Goal ->
Rewrite each of the lines below, changing "SHOULD" to "MUST" and leaving everything else the same.

The data ->
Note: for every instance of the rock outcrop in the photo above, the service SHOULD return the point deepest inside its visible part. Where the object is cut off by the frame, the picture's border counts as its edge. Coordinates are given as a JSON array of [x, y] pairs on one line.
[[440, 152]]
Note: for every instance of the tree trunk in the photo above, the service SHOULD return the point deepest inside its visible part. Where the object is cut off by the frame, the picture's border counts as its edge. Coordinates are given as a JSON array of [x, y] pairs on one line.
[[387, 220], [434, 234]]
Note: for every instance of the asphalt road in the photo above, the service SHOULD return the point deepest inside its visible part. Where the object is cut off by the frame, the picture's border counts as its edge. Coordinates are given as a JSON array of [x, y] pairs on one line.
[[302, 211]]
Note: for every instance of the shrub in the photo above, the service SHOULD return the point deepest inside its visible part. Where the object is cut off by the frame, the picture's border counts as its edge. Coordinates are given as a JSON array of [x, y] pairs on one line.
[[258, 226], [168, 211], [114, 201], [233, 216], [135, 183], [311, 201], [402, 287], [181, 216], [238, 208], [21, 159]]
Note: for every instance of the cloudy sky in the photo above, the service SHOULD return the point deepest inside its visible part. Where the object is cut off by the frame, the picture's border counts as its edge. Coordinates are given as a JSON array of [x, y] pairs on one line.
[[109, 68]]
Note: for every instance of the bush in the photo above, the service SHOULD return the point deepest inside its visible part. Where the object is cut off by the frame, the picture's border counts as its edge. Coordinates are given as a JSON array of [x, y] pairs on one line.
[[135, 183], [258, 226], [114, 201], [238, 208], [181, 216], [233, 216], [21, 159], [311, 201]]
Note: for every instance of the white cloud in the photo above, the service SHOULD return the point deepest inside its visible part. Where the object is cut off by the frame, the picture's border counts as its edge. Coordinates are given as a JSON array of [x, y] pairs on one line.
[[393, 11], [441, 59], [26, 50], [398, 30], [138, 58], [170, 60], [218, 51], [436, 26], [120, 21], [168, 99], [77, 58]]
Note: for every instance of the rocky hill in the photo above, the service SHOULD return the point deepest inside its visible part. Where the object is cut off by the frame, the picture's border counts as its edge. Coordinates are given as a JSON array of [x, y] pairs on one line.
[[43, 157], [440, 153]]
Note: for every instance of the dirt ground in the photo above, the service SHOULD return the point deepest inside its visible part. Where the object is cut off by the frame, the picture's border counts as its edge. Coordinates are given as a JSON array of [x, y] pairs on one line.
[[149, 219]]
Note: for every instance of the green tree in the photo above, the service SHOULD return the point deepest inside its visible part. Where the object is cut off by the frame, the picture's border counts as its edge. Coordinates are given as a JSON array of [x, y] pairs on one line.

Final result ->
Note: for every instance of the rock outcrop in the photo above, the service MUST return the point deepest inside its visible part. Where the object is cut off by the frame, the picture's border counts as its edge. Coordinates are given as a JSON array of [x, y] pairs on one line.
[[440, 152]]
Note: for every instance of the tree trunk in the photo above, the service MUST return the point deepest inside its visible part. Where the object is cut off by the frame, the picture's border counts as its edge. Coordinates are given as a JSON array of [x, y] pairs on one line.
[[387, 220], [434, 234]]
Note: for every instance of the asphalt road in the photo above, the service MUST return the point deepest inside its visible part. Where the object is cut off by the frame, the picture's border counts as its edge. Coordinates are given as a JSON array of [x, y] pairs on one line.
[[302, 211]]
Note: for every instance of the shrub in the photo above, the service MUST return the point deepest inside its visible part. Where the object is cut off by the frame, the picture's border counts as its edge. Coordinates are given as a JSON array of [x, y] pairs on one line.
[[258, 226], [168, 211], [114, 201], [233, 216], [135, 183], [311, 201], [402, 287], [181, 216], [238, 208], [21, 159]]
Note: for every instance of the cloudy sky in the photo above, the service MUST return the point deepest inside its visible part. Where the object is cut off by the frame, the picture's border counts as its edge. Coordinates are given as a JSON array of [x, y] pairs on one line.
[[109, 68]]
Note: for every instance of the bush in the photo above, the service MUST return the point deepest inside its visible part. Where the object is cut off by the frame, the picture's border counts as its edge. Coordinates are given as a JSON array of [x, y] pairs on one line.
[[135, 183], [258, 226], [114, 201], [238, 208], [181, 216], [233, 216], [21, 159], [311, 201]]
Note: for every instance of the white cloud in the photo above, the service MUST return the point deepest inside its visible part. Where the object is cut off by the frame, the picture's border counts as its edge. Coordinates are given as a JSON array of [x, y] pairs on one line.
[[393, 11], [441, 59], [26, 50], [398, 30], [138, 58], [170, 60], [218, 51], [436, 26], [120, 21], [168, 99], [77, 58]]
Note: for every instance of the rocky hill in the photo above, the service MUST return the point deepest inside its visible part. Where the object is cut off by the frame, the picture's border counts as its edge. Coordinates are given as a JSON array of [x, y] pairs on one line.
[[43, 157], [440, 153]]
Note: for every instance of the dirt ground in the photo above, the service MUST return the point deepest inside its visible part. Where the object is cut off by the frame, the picture's border counts as its edge. Coordinates are given as a JSON array of [x, y] pairs on one line.
[[149, 219]]
Note: for every instance of the green tree in the photo above, the service MUST return the point deepest inside its visible part. Where the object is cut off by the frame, the picture's border counts as its edge. Coordinates are given as a JSON array of [x, y] pairs on one line.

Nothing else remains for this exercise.